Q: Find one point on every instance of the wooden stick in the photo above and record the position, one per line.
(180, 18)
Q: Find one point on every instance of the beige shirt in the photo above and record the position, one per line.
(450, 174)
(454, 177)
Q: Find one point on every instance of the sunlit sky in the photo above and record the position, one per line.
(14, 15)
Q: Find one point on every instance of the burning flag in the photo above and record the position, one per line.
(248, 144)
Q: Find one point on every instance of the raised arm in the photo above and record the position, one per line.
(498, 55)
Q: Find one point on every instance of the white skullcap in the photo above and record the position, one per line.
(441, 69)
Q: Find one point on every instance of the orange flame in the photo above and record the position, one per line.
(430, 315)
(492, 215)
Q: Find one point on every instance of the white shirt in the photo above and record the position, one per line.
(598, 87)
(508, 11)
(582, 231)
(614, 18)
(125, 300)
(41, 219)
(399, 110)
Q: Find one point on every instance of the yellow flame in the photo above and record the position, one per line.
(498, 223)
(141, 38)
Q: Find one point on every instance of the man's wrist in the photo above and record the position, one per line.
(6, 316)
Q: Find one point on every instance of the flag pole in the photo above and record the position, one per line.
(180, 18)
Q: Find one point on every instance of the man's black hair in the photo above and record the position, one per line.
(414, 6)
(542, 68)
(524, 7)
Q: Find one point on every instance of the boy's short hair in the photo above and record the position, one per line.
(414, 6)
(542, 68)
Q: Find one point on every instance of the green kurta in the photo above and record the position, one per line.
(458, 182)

*****

▶ _GIVEN EXERCISE_
Print all of the data above again, line for line and without any change.

▶ _THE ANSWER_
Q: Find one point on every instance of the wooden stick in the photo above and record the position, one per line.
(180, 18)
Q: Find one point on every instance of the beige shirt in the photo above and record the position, one per line.
(450, 174)
(454, 177)
Q: Find one point on every instance of the sunlit sky in the photo above and record the position, one per line.
(14, 15)
Q: Find one point on every instance of the burning flag in the photo above and record the position, one per line.
(248, 144)
Q: Find one point on every instance of the raised arm in the photo above and record the position, one per line.
(498, 55)
Q: Find one point on every instance of the white skullcap in the photo above and record the position, one per line.
(441, 69)
Q: Find one point on every instance of the orange flame in the photo above and record the position, one per line.
(430, 315)
(492, 215)
Q: Find one point on every instance of the white shirt in the photo above and record the position, one per line.
(598, 87)
(508, 11)
(582, 231)
(614, 18)
(125, 300)
(41, 219)
(399, 110)
Q: Find one point on every instance of the yellow flame in the photo above and record the position, one per line.
(498, 223)
(141, 38)
Q: Find one point on every instance of the man's wrist in the photo above and record the position, one per line.
(6, 316)
Q: Find one point on every instance of the flag pole in the photo above and record the position, one per line.
(180, 18)
Q: Find one point on every instance of the man's black hair in the photo above and record the position, one per line.
(414, 6)
(542, 68)
(524, 7)
Q: Find one point on every instance of the boy's short hair in the photo above and record the position, one per line.
(414, 6)
(542, 68)
Q: Find one point on every instance of the green kurta in the photo above and record the position, one per line.
(458, 182)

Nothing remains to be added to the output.